::: Data for the task

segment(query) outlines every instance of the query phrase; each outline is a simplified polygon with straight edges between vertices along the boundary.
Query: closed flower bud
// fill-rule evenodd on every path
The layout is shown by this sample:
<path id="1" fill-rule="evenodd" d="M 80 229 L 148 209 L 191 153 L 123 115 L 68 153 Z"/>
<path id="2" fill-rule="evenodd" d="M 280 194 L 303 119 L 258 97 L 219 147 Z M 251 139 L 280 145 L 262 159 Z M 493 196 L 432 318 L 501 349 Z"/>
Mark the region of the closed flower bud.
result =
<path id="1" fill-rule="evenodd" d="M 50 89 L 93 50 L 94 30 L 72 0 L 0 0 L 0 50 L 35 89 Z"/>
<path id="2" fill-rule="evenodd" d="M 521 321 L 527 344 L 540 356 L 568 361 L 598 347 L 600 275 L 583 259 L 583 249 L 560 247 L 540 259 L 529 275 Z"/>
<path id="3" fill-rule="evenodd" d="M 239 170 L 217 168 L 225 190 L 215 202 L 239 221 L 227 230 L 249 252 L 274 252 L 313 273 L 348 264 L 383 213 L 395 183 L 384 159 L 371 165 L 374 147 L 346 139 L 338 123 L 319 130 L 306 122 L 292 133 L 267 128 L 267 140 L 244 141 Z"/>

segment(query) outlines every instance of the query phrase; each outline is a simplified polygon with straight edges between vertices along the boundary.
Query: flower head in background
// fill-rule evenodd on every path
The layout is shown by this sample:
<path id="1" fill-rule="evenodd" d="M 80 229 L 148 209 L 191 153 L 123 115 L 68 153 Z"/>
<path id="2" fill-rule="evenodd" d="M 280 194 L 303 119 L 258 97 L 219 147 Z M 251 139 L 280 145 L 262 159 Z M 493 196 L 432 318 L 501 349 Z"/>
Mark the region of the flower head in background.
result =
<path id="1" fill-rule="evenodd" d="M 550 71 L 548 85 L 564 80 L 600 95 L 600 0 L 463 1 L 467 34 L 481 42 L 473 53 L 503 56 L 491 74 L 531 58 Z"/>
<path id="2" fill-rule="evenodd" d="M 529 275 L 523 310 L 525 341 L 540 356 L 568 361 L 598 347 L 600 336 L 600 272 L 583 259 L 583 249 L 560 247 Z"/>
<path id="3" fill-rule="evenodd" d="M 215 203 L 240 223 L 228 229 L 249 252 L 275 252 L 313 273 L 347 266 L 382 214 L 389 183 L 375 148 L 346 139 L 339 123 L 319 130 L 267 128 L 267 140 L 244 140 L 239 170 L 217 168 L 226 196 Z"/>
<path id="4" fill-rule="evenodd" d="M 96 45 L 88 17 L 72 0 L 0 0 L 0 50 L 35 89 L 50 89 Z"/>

::::::

## Exercise objective:
Switch every "flower" in the records above to "blossom", and give all the lines again with everything else unchanged.

## Exercise output:
segment(query) outlines every instance of the query phrase; each outline is a simplified polygon with straight edges between vertices along the boundary.
Query: closed blossom bud
// fill-rule evenodd on every path
The layout is shown by this sample:
<path id="1" fill-rule="evenodd" d="M 80 229 L 148 209 L 191 153 L 123 115 L 68 153 Z"/>
<path id="2" fill-rule="evenodd" d="M 280 194 L 303 119 L 258 97 L 219 147 Z M 251 139 L 280 145 L 262 159 Z M 493 196 L 432 318 L 501 349 Z"/>
Mark the region of the closed blossom bud.
result =
<path id="1" fill-rule="evenodd" d="M 50 89 L 93 50 L 94 30 L 72 0 L 0 0 L 0 50 L 35 89 Z"/>
<path id="2" fill-rule="evenodd" d="M 521 321 L 527 344 L 540 356 L 568 361 L 598 347 L 600 275 L 583 259 L 583 249 L 560 247 L 540 259 L 529 275 Z"/>
<path id="3" fill-rule="evenodd" d="M 239 170 L 217 168 L 225 190 L 215 202 L 239 221 L 227 230 L 249 252 L 274 252 L 313 273 L 348 264 L 383 213 L 395 183 L 384 159 L 371 165 L 374 147 L 346 139 L 338 123 L 319 130 L 306 122 L 292 133 L 267 128 L 267 140 L 244 141 Z"/>

segment(query) outlines every instance of the query phrase; each outline is a simplified polygon with straight edges between vertices along the boundary.
Query: blossom head in background
// fill-rule evenodd on every path
The layout is shown by this sample:
<path id="1" fill-rule="evenodd" d="M 80 229 L 148 209 L 191 153 L 123 115 L 68 153 Z"/>
<path id="2" fill-rule="evenodd" d="M 280 194 L 303 119 L 258 97 L 219 147 Z M 251 139 L 280 145 L 262 159 Z M 493 196 L 432 318 L 501 349 Z"/>
Mark the region of the blossom head in background.
result =
<path id="1" fill-rule="evenodd" d="M 550 71 L 548 85 L 564 80 L 600 95 L 600 0 L 463 1 L 467 34 L 481 42 L 473 53 L 503 56 L 491 74 L 531 58 Z"/>
<path id="2" fill-rule="evenodd" d="M 529 275 L 523 310 L 525 341 L 540 356 L 568 361 L 598 347 L 600 336 L 600 272 L 583 259 L 583 249 L 560 247 Z"/>
<path id="3" fill-rule="evenodd" d="M 215 203 L 240 223 L 228 229 L 249 252 L 275 252 L 313 273 L 347 266 L 382 214 L 389 183 L 375 148 L 346 139 L 339 123 L 319 130 L 267 128 L 267 140 L 244 140 L 239 170 L 217 168 L 226 196 Z"/>
<path id="4" fill-rule="evenodd" d="M 96 45 L 88 17 L 72 0 L 0 0 L 0 50 L 35 89 L 50 89 Z"/>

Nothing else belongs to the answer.